Exercise objective
Copy out the news excerpt about the Qingfeng restaurant below in full, word for word, before the data that follows it.

Reading passage
--

But in Qingfeng, it’s all about the chairman.

"Since Chairman Xi came here, the restaurant has had queues like this every day. We didn't know the chairman was coming beforehand. We only recognised him when he was at the window picking up his food because he also waited in the line," says a waitress.

Same dishes

It sounds like a “mom and pop” kind of place

but Qingfeng is actually a state-owned chain and we are told we have to go through headquarters if we want to interview other staff members.

It’s hard not to think of Flann O’Brien’s “Plain People of Ireland” when you see pretty much every customer in the place eating the same dishes Xi ordered during his visit.

Xi is building up a reputation as a more approachable kind of leader, a man of the people – something people in Ireland got a taste of when they saw how he handled a hurley in Croke Park during his visit.

There were rumours last year that Xi even took a taxi to ask the driver what was really going on in Beijing, although that may have been a hoax. While his predecessor Hu Jintao was seen as a technocrat, Xi’s public profile is high.

Xi gave a new year’s message on state television, from his office, with family photographs on display behind him. There is clearly a different brand of leadership at work.

Since he was formally installed at the National People's Congress last March, he has been cementing his position at the top of the Communist Party and working on policy behind closed doors at the party plenum in
November. But since revealing his reform plans , he has been much more visible, suggesting that his authority at the helm of the party, the state and the military is robust.

Wei Shuyi, a student at the University of Traditional Chinese Medicine, ordered stewed liver, Chinese mustard and steamed buns, just like the chairman.

“They have sold out of all the pork and scallion baozi, so we ordered shrimp buns instead. Some people bought more than six kilos of baozi.

“We came here especially, all the way from Wangjing. It took about an hour to get here. We waited an hour to order,” says Wei.

He and his classmate Chen Xinyu have a test coming up in “Mao Zedong theory” – in Chinese universities, political education is a compulsory component of the curriculum.

--

Dataset excerpt

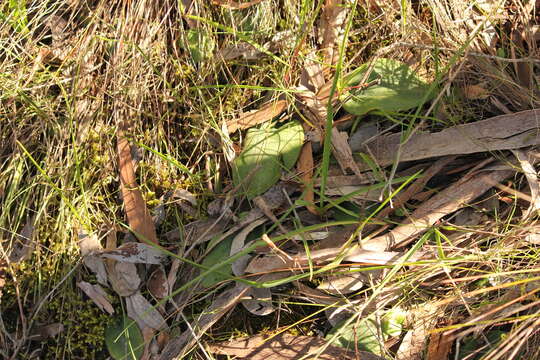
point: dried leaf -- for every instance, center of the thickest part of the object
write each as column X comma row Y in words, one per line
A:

--

Response box
But in Qingfeng, it’s all about the chairman.

"Since Chairman Xi came here, the restaurant has had queues like this every day. We didn't know the chairman was coming beforehand. We only recognised him when he was at the window picking up his food because he also waited in the line," says a waitress.

Same dishes

It sounds like a “mom and pop” kind of place

but Qingfeng is actually a state-owned chain and we are told we have to go through headquarters if we want to interview other staff members.

It’s hard not to think of Flann O’Brien’s “Plain People of Ireland” when you see pretty much every customer in the place eating the same dishes Xi ordered during his visit.

Xi is building up a reputation as a more approachable kind of leader, a man of the people – something people in Ireland got a taste of when they saw how he handled a hurley in Croke Park during his visit.

There were rumours last year that Xi even took a taxi to ask the driver what was really going on in Beijing, although that may have been a hoax. While his predecessor Hu Jintao was seen as a technocrat, Xi’s public profile is high.

Xi gave a new year’s message on state television, from his office, with family photographs on display behind him. There is clearly a different brand of leadership at work.

Since he was formally installed at the National People's Congress last March, he has been cementing his position at the top of the Communist Party and working on policy behind closed doors at the party plenum in
November. But since revealing his reform plans , he has been much more visible, suggesting that his authority at the helm of the party, the state and the military is robust.

Wei Shuyi, a student at the University of Traditional Chinese Medicine, ordered stewed liver, Chinese mustard and steamed buns, just like the chairman.

“They have sold out of all the pork and scallion baozi, so we ordered shrimp buns instead. Some people bought more than six kilos of baozi.

“We came here especially, all the way from Wangjing. It took about an hour to get here. We waited an hour to order,” says Wei.

He and his classmate Chen Xinyu have a test coming up in “Mao Zedong theory” – in Chinese universities, political education is a compulsory component of the curriculum.